### WRITTEN TASK
Could you retype the lines below, keeping every character the same?

___ MATERIAL ___

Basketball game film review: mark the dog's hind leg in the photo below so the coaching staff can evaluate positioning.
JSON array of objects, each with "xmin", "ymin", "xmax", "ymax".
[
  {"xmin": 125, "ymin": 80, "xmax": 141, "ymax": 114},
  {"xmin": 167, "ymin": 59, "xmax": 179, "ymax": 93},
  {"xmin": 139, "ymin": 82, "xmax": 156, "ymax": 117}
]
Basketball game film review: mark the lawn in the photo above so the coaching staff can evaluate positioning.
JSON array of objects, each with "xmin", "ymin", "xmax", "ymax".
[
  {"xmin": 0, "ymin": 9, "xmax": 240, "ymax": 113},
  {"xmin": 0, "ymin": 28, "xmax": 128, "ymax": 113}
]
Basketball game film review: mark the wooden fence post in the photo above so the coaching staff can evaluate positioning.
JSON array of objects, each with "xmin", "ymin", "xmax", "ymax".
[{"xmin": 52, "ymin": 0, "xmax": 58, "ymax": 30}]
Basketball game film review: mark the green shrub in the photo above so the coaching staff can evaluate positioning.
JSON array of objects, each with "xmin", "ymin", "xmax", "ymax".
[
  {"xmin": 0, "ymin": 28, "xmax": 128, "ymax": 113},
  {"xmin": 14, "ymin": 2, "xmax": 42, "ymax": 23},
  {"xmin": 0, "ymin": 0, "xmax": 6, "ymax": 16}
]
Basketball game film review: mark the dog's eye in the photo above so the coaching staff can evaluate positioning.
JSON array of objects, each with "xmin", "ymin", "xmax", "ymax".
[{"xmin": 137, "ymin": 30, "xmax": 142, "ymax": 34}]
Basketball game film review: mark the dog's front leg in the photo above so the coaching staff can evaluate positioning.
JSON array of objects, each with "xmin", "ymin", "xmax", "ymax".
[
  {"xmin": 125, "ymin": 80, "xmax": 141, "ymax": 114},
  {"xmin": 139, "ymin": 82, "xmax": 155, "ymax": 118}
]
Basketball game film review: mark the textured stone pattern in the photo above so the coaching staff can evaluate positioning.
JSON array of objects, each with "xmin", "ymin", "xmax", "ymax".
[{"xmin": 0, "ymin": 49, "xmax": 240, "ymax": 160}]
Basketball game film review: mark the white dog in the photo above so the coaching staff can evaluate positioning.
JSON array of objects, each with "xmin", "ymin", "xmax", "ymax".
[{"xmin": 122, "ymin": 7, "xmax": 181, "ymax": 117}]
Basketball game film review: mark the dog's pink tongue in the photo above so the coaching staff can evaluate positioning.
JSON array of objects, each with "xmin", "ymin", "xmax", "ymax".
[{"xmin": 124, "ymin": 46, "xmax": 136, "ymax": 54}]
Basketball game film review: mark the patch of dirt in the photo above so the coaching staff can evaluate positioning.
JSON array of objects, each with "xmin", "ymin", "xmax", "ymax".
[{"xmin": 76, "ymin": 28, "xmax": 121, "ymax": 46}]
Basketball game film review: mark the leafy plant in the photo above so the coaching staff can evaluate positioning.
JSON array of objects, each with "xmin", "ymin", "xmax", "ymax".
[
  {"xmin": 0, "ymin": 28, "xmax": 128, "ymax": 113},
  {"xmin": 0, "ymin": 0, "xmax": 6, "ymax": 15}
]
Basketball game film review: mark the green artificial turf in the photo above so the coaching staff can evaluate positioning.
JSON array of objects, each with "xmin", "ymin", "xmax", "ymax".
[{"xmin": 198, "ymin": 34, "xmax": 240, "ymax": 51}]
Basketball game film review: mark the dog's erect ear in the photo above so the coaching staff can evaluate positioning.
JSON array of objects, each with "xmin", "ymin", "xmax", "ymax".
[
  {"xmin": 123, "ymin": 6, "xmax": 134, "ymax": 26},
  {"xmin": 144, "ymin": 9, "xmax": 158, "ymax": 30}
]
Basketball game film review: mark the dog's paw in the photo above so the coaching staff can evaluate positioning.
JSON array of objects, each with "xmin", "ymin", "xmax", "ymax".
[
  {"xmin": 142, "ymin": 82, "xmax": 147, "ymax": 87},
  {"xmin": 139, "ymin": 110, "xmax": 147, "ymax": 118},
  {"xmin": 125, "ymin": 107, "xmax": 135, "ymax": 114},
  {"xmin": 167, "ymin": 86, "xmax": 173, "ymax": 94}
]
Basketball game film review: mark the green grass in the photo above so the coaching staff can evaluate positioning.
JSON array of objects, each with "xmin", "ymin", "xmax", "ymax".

___

### RESPONSE TO THE TASK
Basketball game film review: mark the dog's hind leg in the photo below so the coaching staff can evaluate positioning.
JSON array of objects, each with "xmin", "ymin", "xmax", "ymax".
[
  {"xmin": 125, "ymin": 80, "xmax": 141, "ymax": 114},
  {"xmin": 167, "ymin": 59, "xmax": 179, "ymax": 93},
  {"xmin": 139, "ymin": 82, "xmax": 156, "ymax": 117}
]
Basketball game film review: mark the lawn in the photo above so the coaching staff can evaluate positioning.
JSON array of objects, each with "xmin", "ymin", "xmax", "ymax".
[
  {"xmin": 0, "ymin": 9, "xmax": 240, "ymax": 113},
  {"xmin": 0, "ymin": 28, "xmax": 128, "ymax": 113}
]
Basketball game film review: mark the wooden fence post in the photo above so the coaching staff can evaluate positioning.
JSON array of objects, each with "xmin", "ymin", "xmax", "ymax".
[{"xmin": 52, "ymin": 0, "xmax": 58, "ymax": 30}]
Basketball game film review: mark the green shrub in the photo above so the coaching staff can evaluate positioning.
JSON array of objects, each with "xmin", "ymin", "xmax", "ymax".
[
  {"xmin": 0, "ymin": 28, "xmax": 128, "ymax": 113},
  {"xmin": 14, "ymin": 2, "xmax": 42, "ymax": 23},
  {"xmin": 0, "ymin": 0, "xmax": 6, "ymax": 16}
]
Basketball game film review: mark the dog's eye in the photo above so the coaching staff can evaluate positioning.
JSON array of objects, each with "xmin", "ymin", "xmax", "ymax".
[{"xmin": 137, "ymin": 30, "xmax": 142, "ymax": 34}]
Basketball game film review: mark the dog's front leg in the photo above so the coaching staff can evaluate positioning.
JSON array of objects, each with "xmin", "ymin", "xmax", "ymax".
[
  {"xmin": 125, "ymin": 80, "xmax": 141, "ymax": 114},
  {"xmin": 139, "ymin": 82, "xmax": 155, "ymax": 118}
]
Basketball game film review: mark the textured stone pattern in the photo above so the coaching staff can evaluate positioning.
JSON array of objects, each with "xmin", "ymin", "xmax", "ymax".
[{"xmin": 0, "ymin": 49, "xmax": 240, "ymax": 160}]
Basketball game film review: mark the white dog in the photo above so the coaching staff can evaluate positioning.
JSON array of objects, each with "xmin", "ymin", "xmax", "ymax".
[{"xmin": 122, "ymin": 7, "xmax": 181, "ymax": 117}]
Basketball game film review: mark the dog's pink tongue in the photo above so the coaching staff can evaluate positioning.
JSON array of objects, each with "xmin", "ymin", "xmax", "ymax".
[{"xmin": 124, "ymin": 46, "xmax": 136, "ymax": 54}]
Basketball game film review: mark the patch of dirt in the photo above so the coaching staff can evaluate positioning.
JSON array of objects, each with "xmin", "ymin", "xmax", "ymax".
[{"xmin": 76, "ymin": 28, "xmax": 121, "ymax": 46}]
Basketball game film review: mark the leafy plant in the photo above so the coaching staff can evaluate positioning.
JSON array of objects, each with "xmin", "ymin", "xmax", "ymax".
[
  {"xmin": 0, "ymin": 28, "xmax": 128, "ymax": 113},
  {"xmin": 0, "ymin": 0, "xmax": 6, "ymax": 15}
]
Basketball game film review: mark the green artificial turf in the photo above so the coaching staff can evaluate positioning.
JSON array of objects, each with "xmin", "ymin", "xmax", "ymax".
[{"xmin": 198, "ymin": 34, "xmax": 240, "ymax": 51}]
Basketball game film review: mark the dog's erect ear in the photo above so the coaching staff can evaluate positioning.
JSON array of objects, each with "xmin", "ymin", "xmax", "ymax".
[
  {"xmin": 123, "ymin": 6, "xmax": 134, "ymax": 26},
  {"xmin": 144, "ymin": 9, "xmax": 158, "ymax": 30}
]
Basketball game film review: mark the dog's paw in the photo above so the coaching staff can evaluate positioning.
JSON array of objects, each with "xmin", "ymin", "xmax", "ymax".
[
  {"xmin": 142, "ymin": 82, "xmax": 147, "ymax": 87},
  {"xmin": 139, "ymin": 110, "xmax": 147, "ymax": 118},
  {"xmin": 125, "ymin": 107, "xmax": 135, "ymax": 114},
  {"xmin": 167, "ymin": 86, "xmax": 173, "ymax": 94}
]
Basketball game film review: mark the green grass in the photo above so the coaching staff can evaluate positioning.
JSON array of objects, each with "xmin", "ymin", "xmax", "ymax".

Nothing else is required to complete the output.